*Job*:
Pick out every line in the data below that contains the word "blue". Case counts, so only lines where the capital and small letters match exactly qualify.

● ● ● ● ●

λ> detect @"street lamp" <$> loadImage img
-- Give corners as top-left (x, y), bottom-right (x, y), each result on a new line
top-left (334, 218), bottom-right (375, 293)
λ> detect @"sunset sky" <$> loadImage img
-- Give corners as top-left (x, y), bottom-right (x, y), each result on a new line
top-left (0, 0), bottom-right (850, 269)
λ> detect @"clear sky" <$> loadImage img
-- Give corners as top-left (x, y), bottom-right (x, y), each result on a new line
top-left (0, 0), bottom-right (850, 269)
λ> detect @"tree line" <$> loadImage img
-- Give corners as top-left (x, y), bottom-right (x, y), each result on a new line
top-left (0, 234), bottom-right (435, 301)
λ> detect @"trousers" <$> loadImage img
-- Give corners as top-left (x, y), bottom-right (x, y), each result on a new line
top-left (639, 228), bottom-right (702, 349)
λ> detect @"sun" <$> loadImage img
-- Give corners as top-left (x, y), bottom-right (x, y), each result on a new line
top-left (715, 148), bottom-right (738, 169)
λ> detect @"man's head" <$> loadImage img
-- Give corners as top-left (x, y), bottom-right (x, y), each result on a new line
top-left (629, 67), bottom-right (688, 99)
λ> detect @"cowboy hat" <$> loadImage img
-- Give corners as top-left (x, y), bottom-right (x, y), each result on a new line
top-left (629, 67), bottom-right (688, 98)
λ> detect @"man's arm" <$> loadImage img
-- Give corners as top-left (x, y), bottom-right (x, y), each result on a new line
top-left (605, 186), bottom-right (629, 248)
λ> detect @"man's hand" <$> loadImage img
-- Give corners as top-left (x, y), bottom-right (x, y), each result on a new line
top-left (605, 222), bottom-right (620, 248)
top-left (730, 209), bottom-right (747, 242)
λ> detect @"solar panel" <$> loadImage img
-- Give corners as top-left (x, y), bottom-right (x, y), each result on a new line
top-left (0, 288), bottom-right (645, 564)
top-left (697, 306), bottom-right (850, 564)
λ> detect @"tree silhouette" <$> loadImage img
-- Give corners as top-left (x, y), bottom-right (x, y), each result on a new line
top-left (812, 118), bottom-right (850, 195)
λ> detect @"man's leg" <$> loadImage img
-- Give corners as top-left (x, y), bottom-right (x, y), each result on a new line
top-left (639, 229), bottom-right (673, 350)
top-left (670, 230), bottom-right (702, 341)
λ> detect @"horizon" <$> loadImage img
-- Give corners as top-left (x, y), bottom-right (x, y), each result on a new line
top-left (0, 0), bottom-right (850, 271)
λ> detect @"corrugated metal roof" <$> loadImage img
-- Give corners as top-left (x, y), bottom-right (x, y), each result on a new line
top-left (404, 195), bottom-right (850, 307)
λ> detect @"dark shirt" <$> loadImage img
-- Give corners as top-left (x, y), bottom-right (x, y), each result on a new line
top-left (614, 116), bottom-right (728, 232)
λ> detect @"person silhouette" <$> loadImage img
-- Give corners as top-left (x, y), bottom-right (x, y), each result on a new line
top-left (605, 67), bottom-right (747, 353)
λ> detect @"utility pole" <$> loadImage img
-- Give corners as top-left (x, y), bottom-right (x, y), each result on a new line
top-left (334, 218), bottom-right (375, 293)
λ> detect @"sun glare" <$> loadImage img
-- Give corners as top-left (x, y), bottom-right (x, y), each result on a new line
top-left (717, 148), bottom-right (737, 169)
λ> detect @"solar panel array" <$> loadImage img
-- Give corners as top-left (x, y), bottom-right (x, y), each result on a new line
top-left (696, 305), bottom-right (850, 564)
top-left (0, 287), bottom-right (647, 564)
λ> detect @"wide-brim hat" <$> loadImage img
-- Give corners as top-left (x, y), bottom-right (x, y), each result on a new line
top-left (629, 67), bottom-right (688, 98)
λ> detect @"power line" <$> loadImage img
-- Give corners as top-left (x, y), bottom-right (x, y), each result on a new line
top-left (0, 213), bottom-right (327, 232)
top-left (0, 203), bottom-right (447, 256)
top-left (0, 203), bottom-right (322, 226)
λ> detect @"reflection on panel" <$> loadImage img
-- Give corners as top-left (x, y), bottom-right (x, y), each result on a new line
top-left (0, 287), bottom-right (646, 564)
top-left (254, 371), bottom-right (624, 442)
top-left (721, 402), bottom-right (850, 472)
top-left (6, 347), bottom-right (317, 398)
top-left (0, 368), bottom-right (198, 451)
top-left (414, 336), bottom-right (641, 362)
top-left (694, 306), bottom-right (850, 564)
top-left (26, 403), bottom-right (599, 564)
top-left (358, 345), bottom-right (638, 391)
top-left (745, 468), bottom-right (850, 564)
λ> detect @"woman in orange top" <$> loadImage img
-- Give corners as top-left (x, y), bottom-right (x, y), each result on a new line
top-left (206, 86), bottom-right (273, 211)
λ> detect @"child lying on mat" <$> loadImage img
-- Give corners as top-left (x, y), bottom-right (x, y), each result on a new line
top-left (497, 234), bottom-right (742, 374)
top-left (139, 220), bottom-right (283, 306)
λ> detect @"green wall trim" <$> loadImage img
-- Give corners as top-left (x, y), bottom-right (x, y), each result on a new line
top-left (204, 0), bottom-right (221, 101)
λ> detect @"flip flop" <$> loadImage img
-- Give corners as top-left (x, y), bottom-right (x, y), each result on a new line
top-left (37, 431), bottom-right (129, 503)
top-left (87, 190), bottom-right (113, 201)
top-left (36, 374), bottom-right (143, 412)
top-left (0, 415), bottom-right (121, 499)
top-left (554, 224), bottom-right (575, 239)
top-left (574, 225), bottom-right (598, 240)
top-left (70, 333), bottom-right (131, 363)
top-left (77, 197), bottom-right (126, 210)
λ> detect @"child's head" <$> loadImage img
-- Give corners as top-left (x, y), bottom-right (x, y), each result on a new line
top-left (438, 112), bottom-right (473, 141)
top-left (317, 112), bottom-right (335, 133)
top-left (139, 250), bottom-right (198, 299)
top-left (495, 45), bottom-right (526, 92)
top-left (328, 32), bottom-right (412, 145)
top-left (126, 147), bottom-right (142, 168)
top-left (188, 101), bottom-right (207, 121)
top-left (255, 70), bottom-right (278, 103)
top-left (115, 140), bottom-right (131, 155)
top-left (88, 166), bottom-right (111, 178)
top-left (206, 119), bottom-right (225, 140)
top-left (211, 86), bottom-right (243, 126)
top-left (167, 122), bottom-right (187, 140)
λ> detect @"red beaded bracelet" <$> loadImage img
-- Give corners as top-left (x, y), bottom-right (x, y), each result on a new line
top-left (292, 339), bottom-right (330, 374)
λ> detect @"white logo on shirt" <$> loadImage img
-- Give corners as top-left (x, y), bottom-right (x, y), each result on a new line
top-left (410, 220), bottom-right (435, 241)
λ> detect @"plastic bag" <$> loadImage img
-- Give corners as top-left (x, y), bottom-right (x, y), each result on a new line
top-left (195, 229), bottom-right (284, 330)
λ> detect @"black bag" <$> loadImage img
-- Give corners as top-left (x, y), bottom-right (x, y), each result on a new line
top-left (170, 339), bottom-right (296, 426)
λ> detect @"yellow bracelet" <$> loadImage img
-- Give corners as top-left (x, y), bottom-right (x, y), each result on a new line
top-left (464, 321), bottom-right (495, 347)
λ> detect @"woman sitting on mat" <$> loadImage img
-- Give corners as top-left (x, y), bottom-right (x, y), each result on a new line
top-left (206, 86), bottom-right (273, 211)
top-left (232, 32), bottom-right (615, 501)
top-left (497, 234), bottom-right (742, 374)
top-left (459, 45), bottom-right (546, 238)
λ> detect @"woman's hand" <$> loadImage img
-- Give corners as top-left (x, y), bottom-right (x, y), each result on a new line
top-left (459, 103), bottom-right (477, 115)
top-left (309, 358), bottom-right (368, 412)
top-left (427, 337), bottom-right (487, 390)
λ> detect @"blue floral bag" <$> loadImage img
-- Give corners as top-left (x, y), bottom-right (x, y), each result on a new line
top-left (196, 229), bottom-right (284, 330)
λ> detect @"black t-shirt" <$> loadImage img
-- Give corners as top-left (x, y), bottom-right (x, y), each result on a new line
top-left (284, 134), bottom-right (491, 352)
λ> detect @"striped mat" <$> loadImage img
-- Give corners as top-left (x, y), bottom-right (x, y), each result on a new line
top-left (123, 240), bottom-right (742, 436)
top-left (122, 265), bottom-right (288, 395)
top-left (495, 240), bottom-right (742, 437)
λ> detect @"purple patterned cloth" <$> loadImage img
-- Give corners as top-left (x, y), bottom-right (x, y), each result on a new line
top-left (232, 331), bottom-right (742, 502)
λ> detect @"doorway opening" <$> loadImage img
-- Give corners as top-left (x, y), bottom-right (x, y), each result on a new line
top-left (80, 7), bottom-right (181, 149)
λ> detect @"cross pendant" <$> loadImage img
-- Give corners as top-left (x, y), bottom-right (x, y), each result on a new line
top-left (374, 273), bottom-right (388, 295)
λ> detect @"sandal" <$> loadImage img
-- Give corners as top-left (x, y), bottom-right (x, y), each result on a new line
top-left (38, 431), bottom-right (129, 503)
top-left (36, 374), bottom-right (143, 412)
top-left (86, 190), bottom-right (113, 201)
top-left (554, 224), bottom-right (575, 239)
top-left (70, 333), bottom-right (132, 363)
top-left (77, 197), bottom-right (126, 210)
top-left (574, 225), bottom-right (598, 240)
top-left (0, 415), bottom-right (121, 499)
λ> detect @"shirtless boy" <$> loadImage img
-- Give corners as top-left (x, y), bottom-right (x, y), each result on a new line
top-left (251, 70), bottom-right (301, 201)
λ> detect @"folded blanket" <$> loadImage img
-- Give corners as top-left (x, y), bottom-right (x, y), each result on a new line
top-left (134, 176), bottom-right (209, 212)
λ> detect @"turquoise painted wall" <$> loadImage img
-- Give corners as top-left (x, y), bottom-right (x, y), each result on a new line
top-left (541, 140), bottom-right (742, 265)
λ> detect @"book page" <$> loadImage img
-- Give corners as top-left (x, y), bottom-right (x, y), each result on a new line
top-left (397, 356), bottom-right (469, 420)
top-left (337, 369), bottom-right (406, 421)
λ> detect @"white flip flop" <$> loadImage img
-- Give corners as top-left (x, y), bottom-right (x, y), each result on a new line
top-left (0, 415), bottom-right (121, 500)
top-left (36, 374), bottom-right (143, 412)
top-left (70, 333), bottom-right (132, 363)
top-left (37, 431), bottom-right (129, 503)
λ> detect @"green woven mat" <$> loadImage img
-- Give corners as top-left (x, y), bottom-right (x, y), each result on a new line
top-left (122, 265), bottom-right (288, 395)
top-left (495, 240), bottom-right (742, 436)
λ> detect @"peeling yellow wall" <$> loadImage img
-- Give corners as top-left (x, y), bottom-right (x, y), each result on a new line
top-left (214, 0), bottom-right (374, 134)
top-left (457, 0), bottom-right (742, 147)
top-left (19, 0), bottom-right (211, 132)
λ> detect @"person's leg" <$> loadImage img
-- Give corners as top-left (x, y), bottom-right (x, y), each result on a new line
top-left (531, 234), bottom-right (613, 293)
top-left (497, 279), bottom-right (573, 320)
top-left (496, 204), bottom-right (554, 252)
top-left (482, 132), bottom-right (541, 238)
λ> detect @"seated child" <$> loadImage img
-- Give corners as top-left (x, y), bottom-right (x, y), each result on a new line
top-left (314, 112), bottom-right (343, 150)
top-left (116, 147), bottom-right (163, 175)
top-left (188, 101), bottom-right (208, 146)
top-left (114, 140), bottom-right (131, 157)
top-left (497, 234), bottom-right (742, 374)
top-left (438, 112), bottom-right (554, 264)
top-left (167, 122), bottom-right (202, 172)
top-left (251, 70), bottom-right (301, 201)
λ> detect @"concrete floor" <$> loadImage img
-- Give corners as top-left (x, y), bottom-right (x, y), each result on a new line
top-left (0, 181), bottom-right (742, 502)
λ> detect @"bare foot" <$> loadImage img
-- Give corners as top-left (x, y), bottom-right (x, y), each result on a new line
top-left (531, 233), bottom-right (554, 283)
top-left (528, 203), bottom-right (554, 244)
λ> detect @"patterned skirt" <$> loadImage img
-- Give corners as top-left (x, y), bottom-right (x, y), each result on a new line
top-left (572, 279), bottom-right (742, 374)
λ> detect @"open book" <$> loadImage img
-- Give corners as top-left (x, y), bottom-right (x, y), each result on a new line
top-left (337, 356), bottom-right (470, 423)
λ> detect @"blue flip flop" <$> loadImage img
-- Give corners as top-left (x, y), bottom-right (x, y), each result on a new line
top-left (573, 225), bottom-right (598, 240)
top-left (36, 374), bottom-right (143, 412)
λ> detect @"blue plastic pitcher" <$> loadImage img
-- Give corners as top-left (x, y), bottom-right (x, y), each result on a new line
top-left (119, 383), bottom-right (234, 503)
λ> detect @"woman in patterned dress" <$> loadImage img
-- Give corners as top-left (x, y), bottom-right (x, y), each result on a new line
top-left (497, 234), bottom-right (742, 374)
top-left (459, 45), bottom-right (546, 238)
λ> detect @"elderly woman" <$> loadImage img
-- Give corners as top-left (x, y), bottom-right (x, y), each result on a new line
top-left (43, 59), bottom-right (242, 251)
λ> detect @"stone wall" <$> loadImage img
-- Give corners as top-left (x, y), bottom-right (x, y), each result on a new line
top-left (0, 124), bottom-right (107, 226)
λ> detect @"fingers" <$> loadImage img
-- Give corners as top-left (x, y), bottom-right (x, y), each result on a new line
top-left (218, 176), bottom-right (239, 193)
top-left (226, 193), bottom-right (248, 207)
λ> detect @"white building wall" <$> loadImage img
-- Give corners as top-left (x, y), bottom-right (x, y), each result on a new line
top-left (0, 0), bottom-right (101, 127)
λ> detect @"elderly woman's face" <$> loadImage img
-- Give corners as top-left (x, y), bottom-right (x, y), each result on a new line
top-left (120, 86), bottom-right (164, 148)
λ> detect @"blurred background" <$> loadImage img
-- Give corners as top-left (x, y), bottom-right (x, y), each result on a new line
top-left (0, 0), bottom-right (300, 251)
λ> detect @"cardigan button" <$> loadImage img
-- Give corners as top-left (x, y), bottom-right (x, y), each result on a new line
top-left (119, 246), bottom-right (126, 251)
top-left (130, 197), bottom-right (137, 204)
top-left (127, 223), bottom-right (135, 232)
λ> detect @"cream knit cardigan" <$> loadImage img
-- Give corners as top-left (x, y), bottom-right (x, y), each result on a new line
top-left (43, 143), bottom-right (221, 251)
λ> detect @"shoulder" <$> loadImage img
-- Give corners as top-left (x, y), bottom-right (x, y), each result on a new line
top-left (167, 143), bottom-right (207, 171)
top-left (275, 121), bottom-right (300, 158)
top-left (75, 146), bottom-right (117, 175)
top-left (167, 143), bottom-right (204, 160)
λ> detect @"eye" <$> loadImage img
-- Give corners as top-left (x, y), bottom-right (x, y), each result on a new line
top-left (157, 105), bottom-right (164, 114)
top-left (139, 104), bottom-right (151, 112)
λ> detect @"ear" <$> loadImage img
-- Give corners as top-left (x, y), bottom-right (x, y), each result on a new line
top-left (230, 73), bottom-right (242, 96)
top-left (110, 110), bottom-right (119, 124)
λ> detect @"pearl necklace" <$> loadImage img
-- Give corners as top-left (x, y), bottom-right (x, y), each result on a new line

● ● ● ● ●

*Correct response*:
λ> detect @"blue floral bag" <$> loadImage img
λ> detect @"blue flip flop" <$> loadImage img
λ> detect @"blue plastic pitcher" <$> loadImage img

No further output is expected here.